[Extracted data entries]

========

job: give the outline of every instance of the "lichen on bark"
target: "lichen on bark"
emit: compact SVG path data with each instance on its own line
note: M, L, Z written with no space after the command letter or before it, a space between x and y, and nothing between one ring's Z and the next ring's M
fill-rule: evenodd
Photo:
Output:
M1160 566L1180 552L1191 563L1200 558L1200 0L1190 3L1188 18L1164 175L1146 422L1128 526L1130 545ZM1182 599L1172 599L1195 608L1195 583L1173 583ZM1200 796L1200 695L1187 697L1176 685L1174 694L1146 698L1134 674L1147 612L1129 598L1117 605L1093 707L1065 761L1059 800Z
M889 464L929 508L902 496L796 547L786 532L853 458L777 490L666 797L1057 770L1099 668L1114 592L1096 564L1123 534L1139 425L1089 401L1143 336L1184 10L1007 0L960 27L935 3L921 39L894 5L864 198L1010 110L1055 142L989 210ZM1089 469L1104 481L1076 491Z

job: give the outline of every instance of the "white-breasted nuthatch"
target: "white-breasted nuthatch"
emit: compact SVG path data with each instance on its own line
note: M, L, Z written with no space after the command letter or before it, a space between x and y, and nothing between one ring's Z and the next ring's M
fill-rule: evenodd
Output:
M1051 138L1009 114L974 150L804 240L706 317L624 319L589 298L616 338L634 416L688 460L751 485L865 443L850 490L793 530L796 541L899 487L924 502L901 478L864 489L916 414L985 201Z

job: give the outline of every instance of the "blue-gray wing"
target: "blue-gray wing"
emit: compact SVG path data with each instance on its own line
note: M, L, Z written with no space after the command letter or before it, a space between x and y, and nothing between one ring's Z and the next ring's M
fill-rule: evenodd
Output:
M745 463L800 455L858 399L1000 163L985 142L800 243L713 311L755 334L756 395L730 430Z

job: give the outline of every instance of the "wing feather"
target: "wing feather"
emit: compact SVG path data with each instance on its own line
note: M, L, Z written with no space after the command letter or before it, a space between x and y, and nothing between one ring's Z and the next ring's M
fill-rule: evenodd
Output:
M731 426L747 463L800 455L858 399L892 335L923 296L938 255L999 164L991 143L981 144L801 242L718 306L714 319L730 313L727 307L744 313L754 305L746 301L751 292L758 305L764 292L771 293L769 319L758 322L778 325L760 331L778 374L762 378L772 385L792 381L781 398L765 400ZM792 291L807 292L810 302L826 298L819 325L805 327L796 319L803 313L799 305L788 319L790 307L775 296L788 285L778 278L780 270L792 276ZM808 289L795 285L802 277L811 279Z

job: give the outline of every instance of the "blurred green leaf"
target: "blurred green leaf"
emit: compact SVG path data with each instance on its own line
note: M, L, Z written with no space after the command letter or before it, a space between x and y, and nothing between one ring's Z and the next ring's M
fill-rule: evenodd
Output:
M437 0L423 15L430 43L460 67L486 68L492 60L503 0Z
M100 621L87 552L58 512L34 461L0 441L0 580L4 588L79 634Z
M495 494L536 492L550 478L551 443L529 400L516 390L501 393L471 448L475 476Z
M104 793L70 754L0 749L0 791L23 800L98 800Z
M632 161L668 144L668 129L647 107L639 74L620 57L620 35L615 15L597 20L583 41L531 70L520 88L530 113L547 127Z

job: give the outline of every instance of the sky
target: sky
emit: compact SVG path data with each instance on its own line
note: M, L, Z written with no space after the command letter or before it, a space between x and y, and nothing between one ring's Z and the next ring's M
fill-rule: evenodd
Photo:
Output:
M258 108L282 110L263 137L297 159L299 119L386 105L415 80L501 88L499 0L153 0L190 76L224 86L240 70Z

========

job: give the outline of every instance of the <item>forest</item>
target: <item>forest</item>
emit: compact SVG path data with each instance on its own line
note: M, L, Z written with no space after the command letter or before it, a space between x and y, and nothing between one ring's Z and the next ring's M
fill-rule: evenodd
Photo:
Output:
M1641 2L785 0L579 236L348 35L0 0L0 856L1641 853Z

========

_What needs to be done_
The number of lines above where the word "item" occurs, and only that number, is the answer.

_Your response_
2